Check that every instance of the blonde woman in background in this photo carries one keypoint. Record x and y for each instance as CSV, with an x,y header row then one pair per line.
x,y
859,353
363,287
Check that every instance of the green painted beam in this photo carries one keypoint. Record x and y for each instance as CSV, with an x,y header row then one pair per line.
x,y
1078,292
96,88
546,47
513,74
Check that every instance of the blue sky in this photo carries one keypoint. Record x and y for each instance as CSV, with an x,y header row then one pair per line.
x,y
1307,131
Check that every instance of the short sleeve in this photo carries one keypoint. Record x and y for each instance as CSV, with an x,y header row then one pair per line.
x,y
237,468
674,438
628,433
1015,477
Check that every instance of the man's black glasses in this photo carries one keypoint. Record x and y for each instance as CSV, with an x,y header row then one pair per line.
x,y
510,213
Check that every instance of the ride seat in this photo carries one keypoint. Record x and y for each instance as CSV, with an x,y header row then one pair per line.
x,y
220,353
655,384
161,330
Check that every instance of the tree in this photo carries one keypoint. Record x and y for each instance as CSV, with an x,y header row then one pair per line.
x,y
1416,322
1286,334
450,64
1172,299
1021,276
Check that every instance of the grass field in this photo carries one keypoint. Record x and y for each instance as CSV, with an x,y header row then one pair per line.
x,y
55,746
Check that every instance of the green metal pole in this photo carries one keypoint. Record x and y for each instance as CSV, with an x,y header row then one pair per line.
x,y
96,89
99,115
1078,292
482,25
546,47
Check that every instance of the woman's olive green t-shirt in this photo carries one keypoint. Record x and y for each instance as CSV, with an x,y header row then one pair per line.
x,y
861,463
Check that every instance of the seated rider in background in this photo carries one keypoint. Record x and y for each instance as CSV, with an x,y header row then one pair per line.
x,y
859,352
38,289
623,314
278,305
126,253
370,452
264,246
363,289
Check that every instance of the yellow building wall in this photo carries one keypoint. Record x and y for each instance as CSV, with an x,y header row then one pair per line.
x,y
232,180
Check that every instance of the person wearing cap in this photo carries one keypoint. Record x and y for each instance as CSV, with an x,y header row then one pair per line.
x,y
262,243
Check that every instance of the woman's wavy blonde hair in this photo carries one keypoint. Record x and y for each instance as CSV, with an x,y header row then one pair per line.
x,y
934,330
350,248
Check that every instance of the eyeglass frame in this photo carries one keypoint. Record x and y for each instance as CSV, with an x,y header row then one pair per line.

▶ **Task to carry out**
Set every record down word for word, omitting none.

▶ **Solved problem**
Check that every instance of the blonde woman in background in this photo carries one keypoint. Record x and y for each instance as CSV, with an x,y header row then one pair per line.
x,y
859,353
363,287
Check that every instance of the green painted beam in this photo carries one keypoint. Record x and y for each instance as CSV, with an x,y header row then one pair per line.
x,y
1078,292
96,88
546,47
513,74
Check that every instance of the blue sky in this photo carries one keypoint. Record x and y for each instance as CSV, with an x,y header row then one pair per line.
x,y
1307,131
Check that every instance of the short sleeve in this photo carries one keypoint. Record x and y for each instance as CSV, with an x,y header row then one pair per line.
x,y
237,468
674,438
628,433
1015,477
Check that every instance of the man's black glasses in this photo carries one keypoint. Record x and y for each instance as CSV, with an x,y header row then one pair per line.
x,y
510,213
Check that every instance of the ride seat in this photo carries one keypoint. Record x and y for each instance as CSV, with an x,y header row then one pair per line.
x,y
220,353
655,384
161,330
Check that every instance of the tree in this photo carries one keypoint. Record x and y for each instance as CSV, with an x,y header row then one pair per line.
x,y
1416,322
1286,334
450,64
1172,299
1021,276
Check that every instance of the grass field in this photo carries one keypoint. Record x and y for each instance as CSV, with an x,y header row then one pair per line.
x,y
55,746
Check that every instance of the green metal pole in this photo carries one keypoint. Record x and y for each instance as CSV, with an x,y header row then one pair per line.
x,y
96,89
99,115
1078,292
482,25
546,47
Check that every instance of the woman's olive green t-shirt in this photo carries one keypoint. Record x and y for each instance as CSV, with an x,y header row then one pair per line.
x,y
861,463
Check that every instance of the seated rider in background in this photo carries one keypoint. Record x and y for each instance as CSV, with an x,y header row then one pair per line.
x,y
859,352
38,289
623,314
278,305
126,253
370,452
264,246
363,289
Check that every instance of the yellow building wall in this photo carries one keypoint. Record x and y for each instance as CSV, with an x,y header row then one pair per line.
x,y
232,180
Check that every instance of the person wearing cap in this photo carries one keypoint. Record x and y for each instance as CSV, with an x,y header row then one pair per line.
x,y
262,243
Check that every instance of the woman's wavy blonde hair in this photo carries one keypoint. Record x and y for each instance as CSV, with an x,y header row then one pair per line.
x,y
934,330
350,248
Check that every instance of the eyeglass frame in this photo carries one keypoint. Record x and y for each instance as CSV, with an x,y header row then one pair per line.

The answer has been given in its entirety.